Tugas Singkat
Tuliskan lanjutan berita tentang kuliah umum sastra dan manuskrip pesisiran di bawah ini, dimulai tepat setelah kalimat terakhirnya.

SURAKARTA, KABAR-DESAKU.COM – Program Studi Sastra Indonesia, Fakultas Ilmu Budaya, Universitas Sebelas Maret (UNS), Surakarta, Senin (16/6/2025), mengadakan kuliah umum dengan mengundang pakar filologi dari Universitas Airlangga, Moh. Ali, S.S., M.A. Min., Ph.D. dan seorang pakar sastra pesisiran dari Universitas Diponegoro, Dr. Sukarjo Waluyo, S.S., M.Hum. Kuliah pakar ini mengambil tajuk “Sastra dan Manuskrip Pesisiran”.
Moh. Ali memberikan insight yang menarik terkait manuskrip pesisiran. “Manuskrip pesisiran betul-betul menggabungkan dua tradisi besar, Arya Cosmopolis dan Arabian Cosmopolis,” ujarnya.
Moh. Ali menyampaikan tentang bagaimana bahasa dan budaya Sansekerta mempengaruhi budaya dan sastra wilayah pesisiran.
Kemudian ia juga membicarakan pengaruh pengaruh Arab dalam penggunaan aksara Arab di wilayah Nusantara.
Selanjutnya, terkait bagaimana kedua bahasa tersebut memengaruhi tradisi naskah pesisiran. Sementara itu, Sukarjo Waluyo mempresentasikan materi “Cerita Rakyat dan Manuskrip Jawa Pesisir: Inspirasi Produksi Sastra di Era Kekinian”.
“Jika membicarakan sastra pesisiran, salah satu cirinya adalah terpengaruh dengan ajaran Islam karena berada di wilayah santri,” ujar Sukarjo dalam pemaparannya.
Masih dalam koridor pesisiran, Sukarjo melakukan pemaparan mengenai karya-karya sastra pesisiran yang memiliki daya tarik sendiri bagi orang dari luar wilayah pesisir.

Catatan yang Diberikan
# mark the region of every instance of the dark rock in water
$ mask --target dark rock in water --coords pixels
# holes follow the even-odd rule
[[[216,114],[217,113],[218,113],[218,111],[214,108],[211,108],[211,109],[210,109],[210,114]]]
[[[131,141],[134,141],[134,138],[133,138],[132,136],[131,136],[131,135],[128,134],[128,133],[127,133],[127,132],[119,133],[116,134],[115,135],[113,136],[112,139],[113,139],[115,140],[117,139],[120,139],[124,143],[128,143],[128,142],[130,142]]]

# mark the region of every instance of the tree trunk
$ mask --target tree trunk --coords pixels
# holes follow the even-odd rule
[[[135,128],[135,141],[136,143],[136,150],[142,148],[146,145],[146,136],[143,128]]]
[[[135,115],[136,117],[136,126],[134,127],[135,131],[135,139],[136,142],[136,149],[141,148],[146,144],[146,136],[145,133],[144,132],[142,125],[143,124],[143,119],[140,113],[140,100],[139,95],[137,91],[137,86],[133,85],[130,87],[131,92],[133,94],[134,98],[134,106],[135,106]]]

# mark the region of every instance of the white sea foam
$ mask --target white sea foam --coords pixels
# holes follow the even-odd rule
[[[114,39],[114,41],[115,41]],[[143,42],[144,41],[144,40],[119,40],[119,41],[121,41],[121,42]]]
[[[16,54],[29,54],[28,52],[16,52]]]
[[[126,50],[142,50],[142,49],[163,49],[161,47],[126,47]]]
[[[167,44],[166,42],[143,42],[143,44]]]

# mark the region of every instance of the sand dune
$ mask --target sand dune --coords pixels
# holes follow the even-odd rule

Hasil Tugas
Dosen Sastra Indonesia Fakultas Ilmu Budaya, Universitas Diponegoro tersebut juga menunjukkan berbagai macam bentuk karya sastra pesisiran, utamanya adalah wilayah pesisir Laut Jawa.
Melihat dari potensi yang dimiliki oleh wilayah pesisiran Indonesia, Sukarjo yakin bahwa karya sastra yang terinspirasi dari wilayah pesisiran akan terus berkembang.
Diadakannya kuliah umum yang mengambil tema sastra pesisiran ini juga diharapkan dapat membuat mahasiswa Sastra Indonesia UNS melihat potensi wilayah pesisiran Indonesia.
Sastra Pesisiran Berbahasa Indonesia di Pantura
Karya sastra yang lahir dan berkembang dengan mengambil inspirasi budaya, tradisi, dan konteks sosial masyarakat Pesisir Jawa yang dalam hal tertentu berbeda dengan “Jawa standar” yang mengikuti citra Jogja dan Solo.
Sastra di Jawa Pesisiran banyak dipengaruhi oleh ajaran Islam, khususnya dalam bentuk suluk dan syairan. Suluk adalah karya sastra yang berisi ajaran kerohanian tasawuf, sedangkan syairan adalah puisi yang seringkali berisi ajaran agama dan nilai-nilai spiritual.
Sastra Pesisiran juga mencerminkan unsur tradisi lokal, seperti cerita rakyat, babad, dan serat.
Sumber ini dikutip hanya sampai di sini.